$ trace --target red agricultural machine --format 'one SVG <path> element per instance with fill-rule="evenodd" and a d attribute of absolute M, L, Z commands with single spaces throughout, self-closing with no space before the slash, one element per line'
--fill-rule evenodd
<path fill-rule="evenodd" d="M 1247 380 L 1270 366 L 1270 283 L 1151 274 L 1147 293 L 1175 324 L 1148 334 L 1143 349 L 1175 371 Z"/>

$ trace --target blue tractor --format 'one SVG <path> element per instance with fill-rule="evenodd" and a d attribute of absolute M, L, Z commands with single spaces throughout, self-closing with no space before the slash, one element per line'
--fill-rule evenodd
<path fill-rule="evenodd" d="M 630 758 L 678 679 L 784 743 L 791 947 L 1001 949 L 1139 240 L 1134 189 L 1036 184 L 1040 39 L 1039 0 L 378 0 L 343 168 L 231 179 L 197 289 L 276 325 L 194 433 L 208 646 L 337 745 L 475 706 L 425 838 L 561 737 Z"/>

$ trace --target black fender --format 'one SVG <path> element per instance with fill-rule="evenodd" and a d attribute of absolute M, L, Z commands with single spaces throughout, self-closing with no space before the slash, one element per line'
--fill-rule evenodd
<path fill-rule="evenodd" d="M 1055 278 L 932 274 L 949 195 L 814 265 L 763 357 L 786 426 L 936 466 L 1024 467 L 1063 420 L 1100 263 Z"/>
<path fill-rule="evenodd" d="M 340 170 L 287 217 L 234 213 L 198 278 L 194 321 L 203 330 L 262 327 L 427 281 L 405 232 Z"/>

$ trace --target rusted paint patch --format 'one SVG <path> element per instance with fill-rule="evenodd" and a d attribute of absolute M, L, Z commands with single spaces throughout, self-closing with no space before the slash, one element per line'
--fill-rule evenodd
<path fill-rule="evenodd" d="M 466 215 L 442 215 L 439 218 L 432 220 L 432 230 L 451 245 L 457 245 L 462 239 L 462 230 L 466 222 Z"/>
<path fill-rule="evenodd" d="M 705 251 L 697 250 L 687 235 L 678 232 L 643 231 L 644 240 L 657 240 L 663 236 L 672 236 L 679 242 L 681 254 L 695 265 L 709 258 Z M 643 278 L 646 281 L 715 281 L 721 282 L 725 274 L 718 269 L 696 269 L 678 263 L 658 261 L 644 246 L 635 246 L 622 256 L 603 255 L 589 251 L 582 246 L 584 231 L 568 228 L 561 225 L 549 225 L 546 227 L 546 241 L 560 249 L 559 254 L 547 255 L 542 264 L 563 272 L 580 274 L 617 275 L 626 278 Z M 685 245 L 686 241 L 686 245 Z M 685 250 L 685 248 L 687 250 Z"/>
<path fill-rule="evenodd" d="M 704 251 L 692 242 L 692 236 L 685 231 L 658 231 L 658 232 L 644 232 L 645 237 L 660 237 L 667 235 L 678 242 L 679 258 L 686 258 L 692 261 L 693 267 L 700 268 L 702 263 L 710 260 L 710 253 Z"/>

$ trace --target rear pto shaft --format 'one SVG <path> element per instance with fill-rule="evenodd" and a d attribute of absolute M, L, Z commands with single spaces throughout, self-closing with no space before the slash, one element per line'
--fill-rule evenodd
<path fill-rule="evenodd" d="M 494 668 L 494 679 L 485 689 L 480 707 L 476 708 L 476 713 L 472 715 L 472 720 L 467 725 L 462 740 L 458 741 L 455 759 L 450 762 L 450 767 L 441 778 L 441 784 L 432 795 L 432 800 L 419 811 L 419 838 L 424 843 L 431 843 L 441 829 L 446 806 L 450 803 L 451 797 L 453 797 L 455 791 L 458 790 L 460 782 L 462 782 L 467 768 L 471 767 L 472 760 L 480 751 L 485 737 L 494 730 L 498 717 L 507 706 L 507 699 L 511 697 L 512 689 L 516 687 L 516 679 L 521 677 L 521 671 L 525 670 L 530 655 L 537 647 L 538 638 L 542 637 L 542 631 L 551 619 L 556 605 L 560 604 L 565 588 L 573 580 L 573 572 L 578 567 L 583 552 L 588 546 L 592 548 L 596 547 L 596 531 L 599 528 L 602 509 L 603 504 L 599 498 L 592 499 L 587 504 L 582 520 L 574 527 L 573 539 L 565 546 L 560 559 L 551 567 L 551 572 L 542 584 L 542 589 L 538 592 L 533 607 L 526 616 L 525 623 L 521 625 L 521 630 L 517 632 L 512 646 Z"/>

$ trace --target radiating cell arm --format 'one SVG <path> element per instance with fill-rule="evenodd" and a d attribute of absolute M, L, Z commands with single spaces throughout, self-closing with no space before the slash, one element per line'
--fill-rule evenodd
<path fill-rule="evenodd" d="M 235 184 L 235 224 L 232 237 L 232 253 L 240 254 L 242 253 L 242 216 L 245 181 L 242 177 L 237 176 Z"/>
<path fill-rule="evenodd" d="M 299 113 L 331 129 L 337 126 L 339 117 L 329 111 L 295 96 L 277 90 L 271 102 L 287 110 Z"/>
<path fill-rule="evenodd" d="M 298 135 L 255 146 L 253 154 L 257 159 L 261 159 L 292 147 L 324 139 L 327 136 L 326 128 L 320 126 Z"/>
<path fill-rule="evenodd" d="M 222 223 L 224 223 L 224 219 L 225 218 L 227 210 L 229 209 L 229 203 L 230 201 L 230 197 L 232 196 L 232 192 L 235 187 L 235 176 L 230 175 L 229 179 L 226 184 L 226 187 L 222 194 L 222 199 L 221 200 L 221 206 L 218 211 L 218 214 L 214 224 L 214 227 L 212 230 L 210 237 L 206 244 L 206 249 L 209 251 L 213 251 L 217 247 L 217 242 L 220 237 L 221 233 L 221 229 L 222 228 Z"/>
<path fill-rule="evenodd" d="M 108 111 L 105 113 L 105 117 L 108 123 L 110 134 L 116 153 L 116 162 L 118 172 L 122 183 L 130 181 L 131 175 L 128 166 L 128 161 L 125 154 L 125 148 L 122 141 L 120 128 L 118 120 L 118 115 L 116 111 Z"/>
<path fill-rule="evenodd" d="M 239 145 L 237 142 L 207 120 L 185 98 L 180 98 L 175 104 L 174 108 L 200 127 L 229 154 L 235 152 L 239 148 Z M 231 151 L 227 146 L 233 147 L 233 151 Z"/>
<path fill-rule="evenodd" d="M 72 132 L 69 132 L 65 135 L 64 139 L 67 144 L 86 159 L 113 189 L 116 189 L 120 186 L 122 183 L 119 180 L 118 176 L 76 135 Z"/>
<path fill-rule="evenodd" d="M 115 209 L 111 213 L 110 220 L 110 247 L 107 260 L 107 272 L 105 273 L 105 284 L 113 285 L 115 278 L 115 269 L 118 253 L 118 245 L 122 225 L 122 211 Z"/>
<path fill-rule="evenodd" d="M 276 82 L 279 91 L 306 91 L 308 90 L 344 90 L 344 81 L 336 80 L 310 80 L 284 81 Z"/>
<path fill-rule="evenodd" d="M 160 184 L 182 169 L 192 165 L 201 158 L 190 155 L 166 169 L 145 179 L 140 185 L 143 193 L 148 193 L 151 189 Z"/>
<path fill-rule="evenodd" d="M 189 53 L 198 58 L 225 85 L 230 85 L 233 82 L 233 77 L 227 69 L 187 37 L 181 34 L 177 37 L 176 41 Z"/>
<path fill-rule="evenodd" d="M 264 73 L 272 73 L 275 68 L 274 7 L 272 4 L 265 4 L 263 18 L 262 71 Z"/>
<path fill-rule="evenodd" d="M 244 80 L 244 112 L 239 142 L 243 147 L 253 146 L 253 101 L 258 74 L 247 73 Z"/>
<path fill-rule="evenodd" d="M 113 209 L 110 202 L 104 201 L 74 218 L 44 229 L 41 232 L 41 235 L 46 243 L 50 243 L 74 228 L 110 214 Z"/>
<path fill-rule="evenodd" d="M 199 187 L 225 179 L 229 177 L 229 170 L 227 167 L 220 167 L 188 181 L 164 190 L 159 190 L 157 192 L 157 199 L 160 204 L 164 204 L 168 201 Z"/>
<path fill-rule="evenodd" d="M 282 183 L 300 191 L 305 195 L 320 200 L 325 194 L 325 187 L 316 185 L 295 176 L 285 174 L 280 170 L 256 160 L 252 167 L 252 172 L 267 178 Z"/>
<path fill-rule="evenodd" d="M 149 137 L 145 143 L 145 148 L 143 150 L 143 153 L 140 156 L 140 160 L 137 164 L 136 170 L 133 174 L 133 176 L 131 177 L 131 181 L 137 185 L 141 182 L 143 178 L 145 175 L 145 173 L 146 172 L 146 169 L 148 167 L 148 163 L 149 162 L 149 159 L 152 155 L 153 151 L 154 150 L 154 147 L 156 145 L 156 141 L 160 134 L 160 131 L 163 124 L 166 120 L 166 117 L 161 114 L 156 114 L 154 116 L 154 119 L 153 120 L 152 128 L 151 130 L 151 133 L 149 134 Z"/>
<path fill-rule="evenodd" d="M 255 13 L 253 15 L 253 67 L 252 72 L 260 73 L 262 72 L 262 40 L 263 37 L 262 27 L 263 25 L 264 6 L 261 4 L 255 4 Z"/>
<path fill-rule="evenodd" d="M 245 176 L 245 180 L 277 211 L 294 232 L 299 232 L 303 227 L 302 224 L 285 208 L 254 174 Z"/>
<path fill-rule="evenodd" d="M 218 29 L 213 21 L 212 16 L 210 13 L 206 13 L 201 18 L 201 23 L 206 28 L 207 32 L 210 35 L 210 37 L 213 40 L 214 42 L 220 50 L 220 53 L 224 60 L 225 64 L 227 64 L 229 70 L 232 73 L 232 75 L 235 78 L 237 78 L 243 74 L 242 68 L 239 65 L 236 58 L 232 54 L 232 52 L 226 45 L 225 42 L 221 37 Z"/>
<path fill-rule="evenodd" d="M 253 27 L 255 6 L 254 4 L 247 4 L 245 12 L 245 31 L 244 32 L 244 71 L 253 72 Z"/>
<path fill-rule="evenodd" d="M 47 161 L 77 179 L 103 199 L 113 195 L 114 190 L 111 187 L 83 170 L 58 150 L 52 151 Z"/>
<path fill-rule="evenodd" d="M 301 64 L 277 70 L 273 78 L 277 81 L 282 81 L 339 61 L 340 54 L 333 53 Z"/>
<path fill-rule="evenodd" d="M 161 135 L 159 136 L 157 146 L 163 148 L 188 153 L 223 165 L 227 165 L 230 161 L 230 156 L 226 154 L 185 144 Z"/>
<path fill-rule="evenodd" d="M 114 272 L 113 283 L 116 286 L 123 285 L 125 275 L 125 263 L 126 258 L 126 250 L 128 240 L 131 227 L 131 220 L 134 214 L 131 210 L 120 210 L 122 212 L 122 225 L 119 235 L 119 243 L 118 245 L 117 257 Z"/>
_ _ _ _ _ _ _
Your task =
Print the records starting at the line that contains "trace --target rear" and ending after the line that contains "494 668 L 494", with no changes.

Answer to the exercise =
$ trace --target rear pto shaft --format 'one SVG <path> element per instance with fill-rule="evenodd" and a d attribute of absolute M, L, Z commands with single spaces throughout, self-closing with no space before the slash, one element per line'
--fill-rule evenodd
<path fill-rule="evenodd" d="M 494 668 L 494 679 L 485 689 L 480 707 L 476 708 L 476 713 L 472 715 L 472 720 L 467 725 L 462 740 L 458 741 L 455 759 L 450 762 L 450 767 L 441 778 L 441 784 L 432 795 L 432 800 L 419 811 L 419 838 L 424 843 L 431 843 L 441 829 L 446 806 L 450 803 L 451 797 L 453 797 L 455 791 L 458 790 L 460 782 L 462 782 L 467 768 L 471 767 L 472 760 L 480 751 L 485 737 L 494 730 L 498 717 L 507 706 L 507 699 L 511 697 L 512 689 L 516 687 L 516 679 L 521 677 L 521 671 L 525 670 L 530 655 L 537 647 L 538 638 L 542 637 L 542 631 L 551 619 L 556 605 L 560 604 L 565 588 L 573 580 L 573 572 L 578 567 L 583 552 L 588 546 L 592 548 L 596 547 L 596 531 L 599 528 L 602 509 L 603 504 L 599 498 L 592 499 L 587 504 L 582 520 L 574 527 L 573 539 L 565 546 L 560 559 L 551 567 L 551 572 L 542 584 L 542 589 L 538 592 L 533 607 L 526 616 L 525 623 L 521 625 L 521 630 L 517 632 L 512 646 Z"/>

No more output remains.